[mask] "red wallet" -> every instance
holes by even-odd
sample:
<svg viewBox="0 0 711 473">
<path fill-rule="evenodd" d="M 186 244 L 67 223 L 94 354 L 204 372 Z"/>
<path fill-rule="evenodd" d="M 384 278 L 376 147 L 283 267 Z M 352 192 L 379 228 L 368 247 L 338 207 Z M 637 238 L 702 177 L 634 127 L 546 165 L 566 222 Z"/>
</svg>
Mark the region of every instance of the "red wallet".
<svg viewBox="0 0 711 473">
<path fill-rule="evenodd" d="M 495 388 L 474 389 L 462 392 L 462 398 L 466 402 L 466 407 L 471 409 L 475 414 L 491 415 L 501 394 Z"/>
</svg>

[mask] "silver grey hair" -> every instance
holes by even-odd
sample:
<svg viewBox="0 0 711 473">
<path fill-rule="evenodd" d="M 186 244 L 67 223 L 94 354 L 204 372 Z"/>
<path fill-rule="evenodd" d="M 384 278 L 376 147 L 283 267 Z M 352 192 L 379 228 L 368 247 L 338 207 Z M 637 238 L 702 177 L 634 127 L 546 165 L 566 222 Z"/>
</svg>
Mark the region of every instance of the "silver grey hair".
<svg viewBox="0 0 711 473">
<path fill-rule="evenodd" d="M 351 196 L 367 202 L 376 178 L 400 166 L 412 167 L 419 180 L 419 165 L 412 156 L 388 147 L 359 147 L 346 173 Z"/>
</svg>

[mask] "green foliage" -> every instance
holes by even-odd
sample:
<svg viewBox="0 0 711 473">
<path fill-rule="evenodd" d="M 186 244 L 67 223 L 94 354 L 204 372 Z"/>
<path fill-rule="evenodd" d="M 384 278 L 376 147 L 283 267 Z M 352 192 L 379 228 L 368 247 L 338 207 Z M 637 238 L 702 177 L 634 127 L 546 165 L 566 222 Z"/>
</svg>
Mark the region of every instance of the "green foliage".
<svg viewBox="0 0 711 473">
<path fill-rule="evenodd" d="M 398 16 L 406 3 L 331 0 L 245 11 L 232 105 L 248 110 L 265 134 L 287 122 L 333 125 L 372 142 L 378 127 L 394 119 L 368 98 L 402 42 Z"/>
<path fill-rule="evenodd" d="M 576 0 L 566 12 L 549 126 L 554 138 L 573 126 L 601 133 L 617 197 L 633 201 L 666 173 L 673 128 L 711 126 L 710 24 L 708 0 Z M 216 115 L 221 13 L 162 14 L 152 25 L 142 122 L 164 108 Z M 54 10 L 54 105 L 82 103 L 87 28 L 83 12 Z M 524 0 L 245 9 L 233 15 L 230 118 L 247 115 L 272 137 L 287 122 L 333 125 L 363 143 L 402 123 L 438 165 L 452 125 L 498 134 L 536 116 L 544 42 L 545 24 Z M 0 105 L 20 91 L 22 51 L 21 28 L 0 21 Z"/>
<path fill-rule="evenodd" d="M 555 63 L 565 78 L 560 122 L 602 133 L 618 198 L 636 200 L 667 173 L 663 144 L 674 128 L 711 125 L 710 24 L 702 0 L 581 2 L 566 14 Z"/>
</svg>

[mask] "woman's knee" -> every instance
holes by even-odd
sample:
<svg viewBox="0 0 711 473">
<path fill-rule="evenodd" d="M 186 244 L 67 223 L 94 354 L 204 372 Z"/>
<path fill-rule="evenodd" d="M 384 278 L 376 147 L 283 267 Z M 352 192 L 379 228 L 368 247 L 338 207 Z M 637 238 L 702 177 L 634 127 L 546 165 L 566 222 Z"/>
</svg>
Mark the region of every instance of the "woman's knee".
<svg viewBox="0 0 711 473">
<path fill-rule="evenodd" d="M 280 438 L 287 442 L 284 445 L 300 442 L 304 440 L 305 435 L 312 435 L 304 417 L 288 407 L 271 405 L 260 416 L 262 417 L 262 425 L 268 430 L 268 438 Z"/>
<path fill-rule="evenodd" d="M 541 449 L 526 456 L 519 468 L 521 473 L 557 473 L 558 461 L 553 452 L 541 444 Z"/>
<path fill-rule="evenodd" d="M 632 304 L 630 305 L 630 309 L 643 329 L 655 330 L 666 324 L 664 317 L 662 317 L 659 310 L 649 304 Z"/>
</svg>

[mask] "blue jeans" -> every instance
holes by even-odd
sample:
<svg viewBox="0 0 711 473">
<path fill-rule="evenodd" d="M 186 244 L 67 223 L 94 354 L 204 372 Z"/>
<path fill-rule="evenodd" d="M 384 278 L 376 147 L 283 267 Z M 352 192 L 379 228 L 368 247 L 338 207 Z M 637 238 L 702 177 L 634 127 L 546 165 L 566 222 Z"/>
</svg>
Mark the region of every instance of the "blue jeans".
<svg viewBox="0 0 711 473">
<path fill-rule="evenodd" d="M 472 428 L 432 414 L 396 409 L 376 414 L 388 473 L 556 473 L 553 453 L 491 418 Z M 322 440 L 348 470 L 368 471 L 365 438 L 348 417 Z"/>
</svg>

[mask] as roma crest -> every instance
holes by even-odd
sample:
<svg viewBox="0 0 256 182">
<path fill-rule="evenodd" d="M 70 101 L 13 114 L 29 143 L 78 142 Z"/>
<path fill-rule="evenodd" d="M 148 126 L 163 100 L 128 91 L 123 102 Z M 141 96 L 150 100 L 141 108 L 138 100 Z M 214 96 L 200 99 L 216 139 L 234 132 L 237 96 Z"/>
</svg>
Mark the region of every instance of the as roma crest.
------------------------------------------------------------------------
#### What the task requires
Copy every one of the lines above word for word, without changing anything.

#### Reply to the exercise
[mask] "red wallet" -> every instance
holes by even-odd
sample:
<svg viewBox="0 0 711 473">
<path fill-rule="evenodd" d="M 186 244 L 67 223 L 94 354 L 204 372 Z"/>
<path fill-rule="evenodd" d="M 384 278 L 376 147 L 283 267 Z M 352 192 L 379 228 L 368 247 L 338 207 Z M 637 238 L 702 177 L 634 127 L 546 165 L 566 222 Z"/>
</svg>
Mark the region of every instance of the "red wallet".
<svg viewBox="0 0 711 473">
<path fill-rule="evenodd" d="M 495 388 L 474 389 L 462 392 L 462 398 L 466 402 L 466 407 L 471 409 L 475 414 L 491 415 L 501 394 Z"/>
</svg>

[mask] "silver grey hair" -> every instance
holes by even-odd
sample:
<svg viewBox="0 0 711 473">
<path fill-rule="evenodd" d="M 186 244 L 67 223 L 94 354 L 204 372 Z"/>
<path fill-rule="evenodd" d="M 384 278 L 376 147 L 283 267 Z M 352 192 L 379 228 L 368 247 L 338 207 Z M 637 238 L 702 177 L 634 127 L 546 165 L 566 222 Z"/>
</svg>
Mark the region of every instance of the "silver grey hair".
<svg viewBox="0 0 711 473">
<path fill-rule="evenodd" d="M 351 196 L 367 202 L 376 178 L 400 166 L 412 167 L 419 180 L 419 165 L 412 156 L 388 147 L 359 147 L 346 173 Z"/>
</svg>

[mask] "green foliage" -> every instance
holes by even-odd
sample:
<svg viewBox="0 0 711 473">
<path fill-rule="evenodd" d="M 186 244 L 67 223 L 94 354 L 204 372 Z"/>
<path fill-rule="evenodd" d="M 384 278 L 376 147 L 283 267 Z M 352 192 L 379 228 L 368 247 L 338 207 Z M 637 238 L 702 177 L 634 127 L 546 165 L 566 222 Z"/>
</svg>
Mark the region of every instance of the "green foliage".
<svg viewBox="0 0 711 473">
<path fill-rule="evenodd" d="M 398 16 L 406 3 L 331 0 L 245 11 L 232 105 L 248 110 L 265 134 L 287 122 L 333 125 L 372 142 L 378 127 L 394 119 L 368 98 L 402 42 Z"/>
<path fill-rule="evenodd" d="M 576 0 L 566 12 L 549 126 L 554 138 L 573 126 L 601 133 L 617 197 L 633 201 L 666 173 L 673 128 L 711 126 L 710 24 L 708 0 Z M 216 115 L 221 13 L 162 14 L 152 25 L 142 122 L 164 108 Z M 54 10 L 54 105 L 82 103 L 87 28 L 83 12 Z M 524 0 L 245 9 L 233 15 L 230 118 L 247 115 L 272 137 L 287 122 L 333 125 L 363 143 L 402 123 L 438 165 L 452 125 L 498 134 L 536 116 L 544 42 L 545 24 Z M 0 105 L 20 91 L 22 51 L 21 28 L 0 21 Z"/>
<path fill-rule="evenodd" d="M 555 63 L 565 78 L 560 122 L 602 133 L 618 198 L 636 200 L 667 173 L 663 144 L 674 128 L 711 125 L 710 24 L 702 0 L 581 2 L 566 14 Z"/>
</svg>

[mask] "woman's knee" -> every instance
holes by even-odd
sample:
<svg viewBox="0 0 711 473">
<path fill-rule="evenodd" d="M 186 244 L 67 223 L 94 354 L 204 372 Z"/>
<path fill-rule="evenodd" d="M 384 278 L 376 147 L 283 267 Z M 352 192 L 379 228 L 368 247 L 338 207 Z M 637 238 L 702 177 L 634 127 L 546 165 L 566 222 Z"/>
</svg>
Mark the region of every instance of the "woman's knee".
<svg viewBox="0 0 711 473">
<path fill-rule="evenodd" d="M 280 438 L 287 442 L 284 445 L 300 442 L 304 440 L 305 435 L 312 435 L 304 417 L 288 407 L 271 405 L 260 416 L 262 417 L 262 425 L 268 430 L 268 438 Z"/>
<path fill-rule="evenodd" d="M 541 449 L 526 456 L 519 468 L 521 473 L 557 473 L 558 461 L 553 452 L 541 444 Z"/>
<path fill-rule="evenodd" d="M 632 304 L 630 305 L 630 309 L 643 329 L 655 330 L 666 324 L 664 317 L 662 317 L 659 310 L 649 304 Z"/>
</svg>

[mask] "blue jeans" -> every instance
holes by even-odd
sample:
<svg viewBox="0 0 711 473">
<path fill-rule="evenodd" d="M 186 244 L 67 223 L 94 354 L 204 372 Z"/>
<path fill-rule="evenodd" d="M 384 278 L 376 147 L 283 267 Z M 352 192 L 379 228 L 368 247 L 338 207 Z M 637 238 L 702 177 L 634 127 L 546 165 L 566 222 Z"/>
</svg>
Mark the region of every instance of the "blue jeans".
<svg viewBox="0 0 711 473">
<path fill-rule="evenodd" d="M 472 428 L 432 414 L 396 409 L 376 414 L 388 473 L 556 473 L 553 453 L 491 418 Z M 322 440 L 348 470 L 368 471 L 365 438 L 348 417 Z"/>
</svg>

[mask] as roma crest -> every instance
holes by even-odd
sample:
<svg viewBox="0 0 256 182">
<path fill-rule="evenodd" d="M 70 101 L 13 114 L 29 143 L 78 142 Z"/>
<path fill-rule="evenodd" d="M 148 126 L 163 100 L 128 91 L 123 102 Z M 141 96 L 150 100 L 141 108 L 138 100 Z M 214 96 L 200 99 L 216 139 L 234 132 L 237 96 Z"/>
</svg>
Mark the region of every instance of the as roma crest.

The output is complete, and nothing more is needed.